══ PROVIDED RECORDS

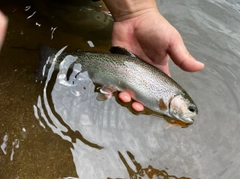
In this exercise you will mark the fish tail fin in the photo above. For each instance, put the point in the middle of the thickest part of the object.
(44, 53)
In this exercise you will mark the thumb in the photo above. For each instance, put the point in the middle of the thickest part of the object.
(182, 58)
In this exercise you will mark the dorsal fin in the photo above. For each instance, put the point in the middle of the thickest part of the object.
(121, 51)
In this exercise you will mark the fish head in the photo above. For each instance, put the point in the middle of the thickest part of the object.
(183, 108)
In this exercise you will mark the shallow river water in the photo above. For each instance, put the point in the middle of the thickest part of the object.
(57, 128)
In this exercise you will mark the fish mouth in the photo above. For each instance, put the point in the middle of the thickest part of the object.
(188, 118)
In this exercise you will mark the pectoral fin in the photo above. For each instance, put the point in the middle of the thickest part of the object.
(105, 92)
(162, 105)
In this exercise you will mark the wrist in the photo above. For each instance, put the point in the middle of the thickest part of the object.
(127, 9)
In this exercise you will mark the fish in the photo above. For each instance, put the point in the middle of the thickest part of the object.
(122, 70)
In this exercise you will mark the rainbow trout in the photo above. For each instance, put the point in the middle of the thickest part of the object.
(121, 70)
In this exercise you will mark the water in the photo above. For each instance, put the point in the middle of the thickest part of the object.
(51, 130)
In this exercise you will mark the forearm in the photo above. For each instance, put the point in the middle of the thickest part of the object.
(126, 9)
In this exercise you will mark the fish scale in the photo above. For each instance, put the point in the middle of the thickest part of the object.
(123, 70)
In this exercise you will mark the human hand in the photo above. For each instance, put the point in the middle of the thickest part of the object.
(144, 31)
(153, 39)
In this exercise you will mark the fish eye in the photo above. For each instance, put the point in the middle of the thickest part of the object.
(192, 108)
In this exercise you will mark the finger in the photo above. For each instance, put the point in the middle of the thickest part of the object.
(3, 27)
(137, 106)
(181, 57)
(124, 97)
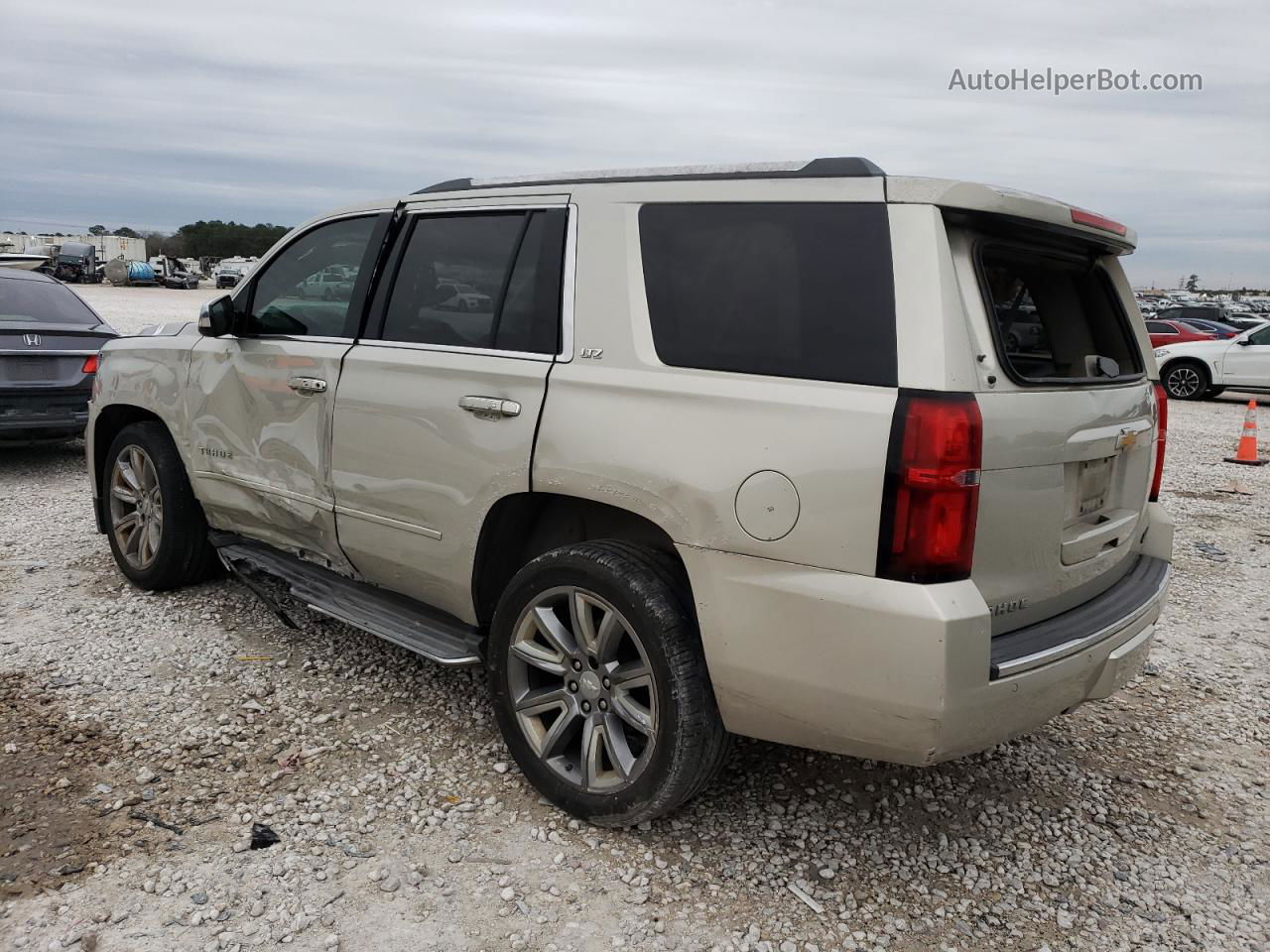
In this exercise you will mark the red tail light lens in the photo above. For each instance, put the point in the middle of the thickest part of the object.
(931, 499)
(1161, 433)
(1097, 221)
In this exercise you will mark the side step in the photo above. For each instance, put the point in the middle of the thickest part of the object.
(394, 617)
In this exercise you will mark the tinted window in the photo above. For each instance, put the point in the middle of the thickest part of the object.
(293, 295)
(28, 299)
(481, 281)
(772, 289)
(1072, 309)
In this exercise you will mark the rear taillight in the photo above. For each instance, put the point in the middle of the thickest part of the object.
(931, 498)
(1161, 433)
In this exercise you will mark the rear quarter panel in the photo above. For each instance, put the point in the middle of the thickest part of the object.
(150, 373)
(675, 444)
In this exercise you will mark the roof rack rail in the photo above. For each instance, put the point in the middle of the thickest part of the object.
(828, 168)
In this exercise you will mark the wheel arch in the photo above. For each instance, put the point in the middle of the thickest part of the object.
(524, 526)
(1205, 367)
(107, 425)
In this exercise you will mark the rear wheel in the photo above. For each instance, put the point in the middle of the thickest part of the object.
(1187, 380)
(599, 683)
(155, 526)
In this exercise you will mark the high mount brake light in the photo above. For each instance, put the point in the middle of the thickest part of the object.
(931, 497)
(1161, 433)
(1096, 221)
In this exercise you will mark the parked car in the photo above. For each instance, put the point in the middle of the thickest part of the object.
(784, 483)
(76, 263)
(49, 356)
(1175, 333)
(1206, 368)
(227, 277)
(330, 285)
(1223, 331)
(1245, 320)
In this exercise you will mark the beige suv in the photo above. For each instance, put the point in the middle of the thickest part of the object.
(677, 454)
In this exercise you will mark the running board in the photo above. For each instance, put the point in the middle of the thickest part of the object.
(393, 617)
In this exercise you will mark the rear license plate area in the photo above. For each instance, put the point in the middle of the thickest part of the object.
(32, 368)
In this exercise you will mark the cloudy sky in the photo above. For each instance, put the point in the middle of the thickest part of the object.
(149, 116)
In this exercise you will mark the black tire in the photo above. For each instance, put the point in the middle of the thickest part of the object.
(1187, 380)
(183, 555)
(690, 743)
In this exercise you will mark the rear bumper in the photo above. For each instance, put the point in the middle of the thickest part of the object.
(33, 411)
(884, 669)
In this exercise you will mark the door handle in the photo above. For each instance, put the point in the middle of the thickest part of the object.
(308, 385)
(489, 407)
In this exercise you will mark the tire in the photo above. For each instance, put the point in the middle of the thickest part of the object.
(661, 738)
(163, 552)
(1185, 380)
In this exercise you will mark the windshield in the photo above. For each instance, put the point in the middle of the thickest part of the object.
(42, 301)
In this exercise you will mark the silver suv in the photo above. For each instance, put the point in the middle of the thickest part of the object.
(677, 454)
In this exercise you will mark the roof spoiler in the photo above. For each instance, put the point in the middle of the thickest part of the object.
(826, 168)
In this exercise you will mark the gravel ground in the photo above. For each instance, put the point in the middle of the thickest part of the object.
(144, 735)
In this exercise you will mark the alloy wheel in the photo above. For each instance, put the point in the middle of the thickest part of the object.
(1184, 381)
(136, 507)
(583, 689)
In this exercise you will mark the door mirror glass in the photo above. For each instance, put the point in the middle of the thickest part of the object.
(216, 317)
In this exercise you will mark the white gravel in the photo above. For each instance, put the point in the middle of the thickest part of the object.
(1135, 823)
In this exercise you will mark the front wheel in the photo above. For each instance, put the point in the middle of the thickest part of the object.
(155, 526)
(1187, 381)
(599, 683)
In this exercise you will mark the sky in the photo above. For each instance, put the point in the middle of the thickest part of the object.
(150, 116)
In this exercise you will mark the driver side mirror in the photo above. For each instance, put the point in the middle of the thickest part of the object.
(216, 317)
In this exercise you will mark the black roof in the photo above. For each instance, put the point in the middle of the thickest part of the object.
(832, 167)
(26, 275)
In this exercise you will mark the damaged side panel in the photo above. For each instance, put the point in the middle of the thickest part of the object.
(259, 439)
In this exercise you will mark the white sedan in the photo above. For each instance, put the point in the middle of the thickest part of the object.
(1206, 367)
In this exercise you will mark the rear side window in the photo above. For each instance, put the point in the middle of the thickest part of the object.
(784, 290)
(1057, 317)
(486, 281)
(30, 299)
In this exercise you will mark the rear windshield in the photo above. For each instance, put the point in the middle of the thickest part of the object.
(783, 290)
(42, 302)
(1056, 317)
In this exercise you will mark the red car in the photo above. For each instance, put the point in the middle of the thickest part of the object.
(1175, 333)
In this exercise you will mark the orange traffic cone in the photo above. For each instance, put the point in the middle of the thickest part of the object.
(1247, 449)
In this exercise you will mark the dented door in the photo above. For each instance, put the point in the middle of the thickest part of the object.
(261, 422)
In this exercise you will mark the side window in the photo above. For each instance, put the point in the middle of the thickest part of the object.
(783, 290)
(480, 280)
(290, 295)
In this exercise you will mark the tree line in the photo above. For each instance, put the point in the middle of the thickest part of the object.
(204, 239)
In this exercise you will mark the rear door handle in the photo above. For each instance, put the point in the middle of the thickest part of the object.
(489, 407)
(308, 385)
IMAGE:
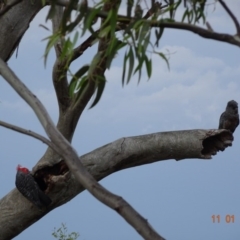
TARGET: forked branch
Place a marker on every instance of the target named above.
(69, 154)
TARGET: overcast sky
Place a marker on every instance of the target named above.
(177, 198)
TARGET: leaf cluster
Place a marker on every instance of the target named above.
(130, 32)
(61, 233)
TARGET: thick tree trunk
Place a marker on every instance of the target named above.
(17, 213)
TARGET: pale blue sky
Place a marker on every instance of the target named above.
(178, 198)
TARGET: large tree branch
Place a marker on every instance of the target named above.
(29, 133)
(77, 169)
(237, 25)
(120, 154)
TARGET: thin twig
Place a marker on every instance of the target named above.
(65, 149)
(7, 7)
(224, 5)
(29, 133)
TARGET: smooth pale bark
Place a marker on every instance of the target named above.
(17, 213)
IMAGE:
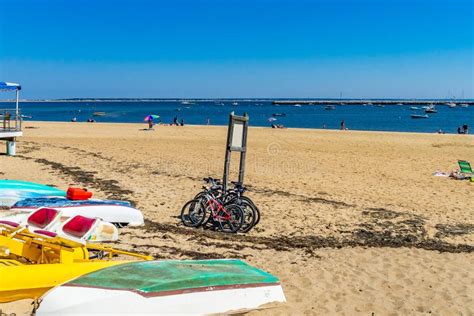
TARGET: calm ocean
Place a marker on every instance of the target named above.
(356, 117)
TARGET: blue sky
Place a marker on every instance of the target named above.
(246, 48)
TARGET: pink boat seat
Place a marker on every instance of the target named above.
(79, 226)
(45, 233)
(9, 223)
(43, 217)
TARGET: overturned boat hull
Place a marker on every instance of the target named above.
(31, 281)
(165, 287)
(117, 212)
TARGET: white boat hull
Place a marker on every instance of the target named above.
(68, 300)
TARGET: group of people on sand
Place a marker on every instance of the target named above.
(463, 129)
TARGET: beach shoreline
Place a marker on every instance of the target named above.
(144, 125)
(352, 221)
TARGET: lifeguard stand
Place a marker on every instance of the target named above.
(236, 141)
(10, 119)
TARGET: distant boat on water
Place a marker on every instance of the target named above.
(431, 109)
(419, 116)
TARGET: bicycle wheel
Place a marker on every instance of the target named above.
(255, 208)
(193, 213)
(250, 215)
(234, 221)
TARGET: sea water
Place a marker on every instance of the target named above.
(262, 113)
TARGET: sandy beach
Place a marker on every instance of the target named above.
(352, 222)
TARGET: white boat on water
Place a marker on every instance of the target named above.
(190, 287)
(419, 116)
(431, 109)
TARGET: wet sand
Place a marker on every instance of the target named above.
(352, 222)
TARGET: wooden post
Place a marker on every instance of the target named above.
(236, 141)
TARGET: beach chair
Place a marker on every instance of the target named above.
(465, 168)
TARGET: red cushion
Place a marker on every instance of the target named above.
(45, 232)
(78, 226)
(9, 223)
(78, 194)
(42, 217)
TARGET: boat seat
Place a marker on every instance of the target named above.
(79, 227)
(45, 233)
(43, 218)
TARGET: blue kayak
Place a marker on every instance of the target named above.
(12, 191)
(58, 202)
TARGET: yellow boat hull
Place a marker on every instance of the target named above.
(21, 281)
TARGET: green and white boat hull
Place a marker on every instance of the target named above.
(166, 287)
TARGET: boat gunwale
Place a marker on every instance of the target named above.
(177, 292)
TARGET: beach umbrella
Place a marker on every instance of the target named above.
(151, 117)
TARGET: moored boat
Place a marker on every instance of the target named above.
(431, 109)
(419, 116)
(184, 287)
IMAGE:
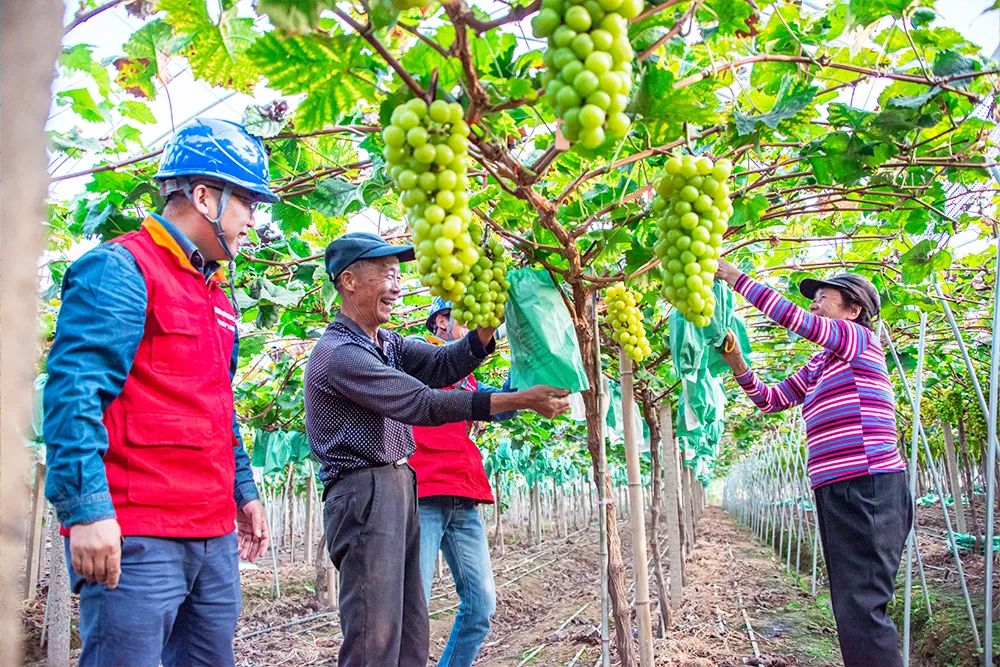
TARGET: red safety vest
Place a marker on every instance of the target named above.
(170, 463)
(447, 461)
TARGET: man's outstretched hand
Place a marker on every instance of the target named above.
(95, 550)
(251, 528)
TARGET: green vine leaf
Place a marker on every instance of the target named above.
(216, 51)
(333, 72)
(793, 98)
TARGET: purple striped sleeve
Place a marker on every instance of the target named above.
(843, 338)
(788, 393)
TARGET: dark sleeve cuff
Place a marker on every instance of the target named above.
(476, 344)
(741, 284)
(480, 406)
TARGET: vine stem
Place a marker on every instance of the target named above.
(82, 18)
(367, 34)
(825, 62)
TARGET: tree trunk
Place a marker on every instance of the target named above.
(649, 413)
(617, 591)
(57, 605)
(30, 33)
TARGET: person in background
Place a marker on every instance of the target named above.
(146, 467)
(863, 503)
(451, 482)
(364, 388)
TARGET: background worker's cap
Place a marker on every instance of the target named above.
(859, 287)
(216, 149)
(438, 306)
(349, 248)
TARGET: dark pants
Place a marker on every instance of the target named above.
(176, 604)
(863, 523)
(373, 534)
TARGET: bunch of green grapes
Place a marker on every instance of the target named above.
(483, 303)
(692, 200)
(588, 62)
(403, 5)
(626, 322)
(426, 149)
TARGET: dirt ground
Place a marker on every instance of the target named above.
(548, 609)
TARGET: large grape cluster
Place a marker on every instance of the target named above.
(483, 303)
(692, 202)
(403, 5)
(626, 322)
(425, 148)
(588, 61)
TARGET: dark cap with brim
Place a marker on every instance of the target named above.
(859, 287)
(351, 247)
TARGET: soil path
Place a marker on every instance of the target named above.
(548, 609)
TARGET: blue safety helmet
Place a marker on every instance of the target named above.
(438, 306)
(218, 149)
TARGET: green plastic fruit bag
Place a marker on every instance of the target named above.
(543, 344)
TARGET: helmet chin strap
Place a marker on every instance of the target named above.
(220, 234)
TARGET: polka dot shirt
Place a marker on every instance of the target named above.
(361, 400)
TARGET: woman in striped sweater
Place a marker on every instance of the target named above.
(863, 503)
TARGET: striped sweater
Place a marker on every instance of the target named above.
(846, 397)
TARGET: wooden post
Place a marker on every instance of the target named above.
(951, 469)
(310, 508)
(637, 516)
(290, 509)
(30, 33)
(671, 488)
(57, 605)
(498, 515)
(35, 540)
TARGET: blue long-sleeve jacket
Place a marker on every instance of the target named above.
(101, 323)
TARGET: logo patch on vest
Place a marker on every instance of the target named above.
(224, 319)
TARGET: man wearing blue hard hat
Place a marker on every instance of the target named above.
(364, 388)
(146, 467)
(451, 482)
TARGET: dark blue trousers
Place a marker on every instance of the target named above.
(863, 524)
(176, 603)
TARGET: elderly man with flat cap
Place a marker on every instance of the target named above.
(863, 503)
(365, 387)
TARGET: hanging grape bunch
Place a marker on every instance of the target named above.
(483, 303)
(588, 62)
(626, 322)
(692, 202)
(425, 148)
(403, 5)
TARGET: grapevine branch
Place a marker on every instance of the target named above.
(824, 61)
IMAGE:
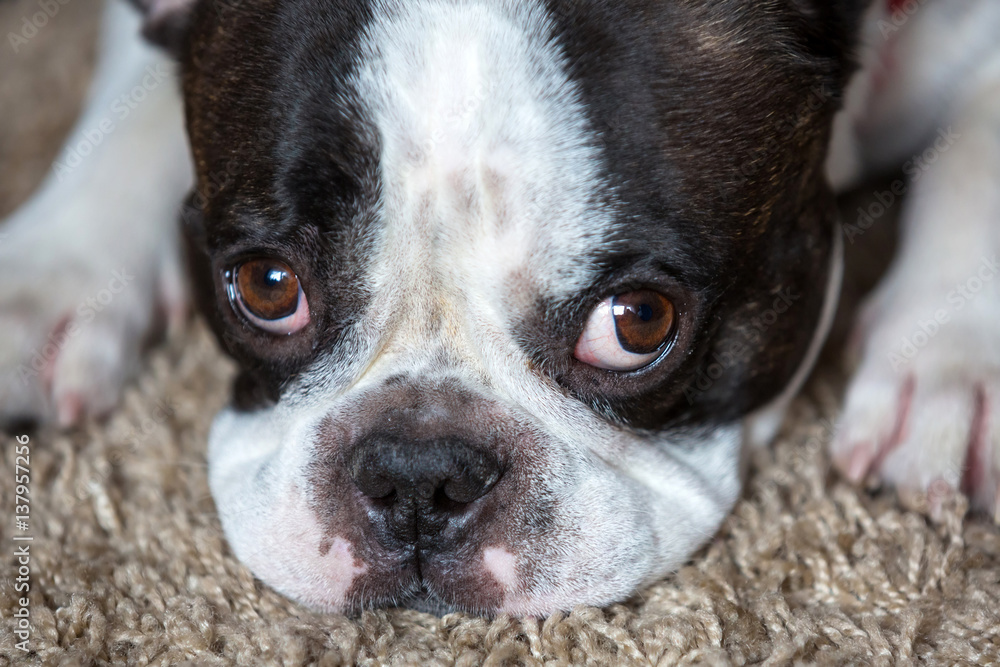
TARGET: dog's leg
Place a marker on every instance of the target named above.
(91, 262)
(923, 411)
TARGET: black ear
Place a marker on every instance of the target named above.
(165, 22)
(830, 28)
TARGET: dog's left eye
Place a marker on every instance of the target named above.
(628, 331)
(269, 295)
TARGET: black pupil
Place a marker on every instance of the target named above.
(274, 279)
(643, 321)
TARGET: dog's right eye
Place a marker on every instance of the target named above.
(627, 332)
(268, 294)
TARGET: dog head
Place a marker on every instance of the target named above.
(503, 279)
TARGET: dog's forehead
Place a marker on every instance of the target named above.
(490, 178)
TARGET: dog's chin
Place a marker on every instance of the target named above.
(427, 602)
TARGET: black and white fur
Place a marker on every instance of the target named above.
(457, 184)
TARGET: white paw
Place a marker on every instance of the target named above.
(923, 411)
(73, 320)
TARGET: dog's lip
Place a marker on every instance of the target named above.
(425, 601)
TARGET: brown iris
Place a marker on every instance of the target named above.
(268, 288)
(644, 321)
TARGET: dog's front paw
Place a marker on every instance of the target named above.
(923, 411)
(72, 326)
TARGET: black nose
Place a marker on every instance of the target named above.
(419, 487)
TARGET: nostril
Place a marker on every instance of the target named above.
(470, 485)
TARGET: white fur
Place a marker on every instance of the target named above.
(486, 172)
(928, 349)
(95, 249)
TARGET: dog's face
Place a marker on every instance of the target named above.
(502, 278)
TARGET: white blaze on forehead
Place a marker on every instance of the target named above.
(487, 163)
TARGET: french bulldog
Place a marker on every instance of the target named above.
(511, 284)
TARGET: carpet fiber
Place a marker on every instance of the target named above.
(128, 563)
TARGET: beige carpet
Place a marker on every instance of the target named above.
(128, 564)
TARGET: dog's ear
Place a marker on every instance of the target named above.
(165, 22)
(831, 29)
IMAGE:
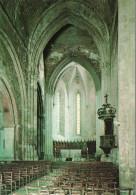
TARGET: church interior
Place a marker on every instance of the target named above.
(67, 97)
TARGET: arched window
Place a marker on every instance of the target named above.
(78, 116)
(1, 118)
(58, 112)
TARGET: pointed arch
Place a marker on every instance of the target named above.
(73, 58)
(45, 30)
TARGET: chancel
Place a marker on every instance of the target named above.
(67, 82)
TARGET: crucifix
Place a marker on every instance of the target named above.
(106, 98)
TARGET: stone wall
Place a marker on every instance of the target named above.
(126, 83)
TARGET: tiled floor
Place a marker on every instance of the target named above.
(22, 190)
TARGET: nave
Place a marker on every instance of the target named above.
(79, 178)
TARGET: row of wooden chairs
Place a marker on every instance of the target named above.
(74, 180)
(80, 179)
(15, 175)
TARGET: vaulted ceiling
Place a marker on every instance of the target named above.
(25, 14)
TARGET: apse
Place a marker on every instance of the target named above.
(74, 105)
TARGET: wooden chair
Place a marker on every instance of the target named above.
(123, 189)
(76, 190)
(3, 186)
(55, 190)
(33, 190)
(17, 177)
(9, 181)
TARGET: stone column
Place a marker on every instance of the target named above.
(126, 81)
(18, 140)
(48, 129)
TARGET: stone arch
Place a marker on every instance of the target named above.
(39, 39)
(11, 50)
(11, 128)
(8, 101)
(83, 62)
(72, 57)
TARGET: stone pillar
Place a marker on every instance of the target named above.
(126, 81)
(18, 142)
(31, 134)
(48, 129)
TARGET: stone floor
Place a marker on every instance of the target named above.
(22, 190)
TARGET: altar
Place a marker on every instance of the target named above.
(75, 154)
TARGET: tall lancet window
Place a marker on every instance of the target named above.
(58, 112)
(78, 113)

════

#### WORK REQUIRED:
What is the number of lines above that contain the string "forehead"? Answer with the number alone.

#### RESPONSE:
2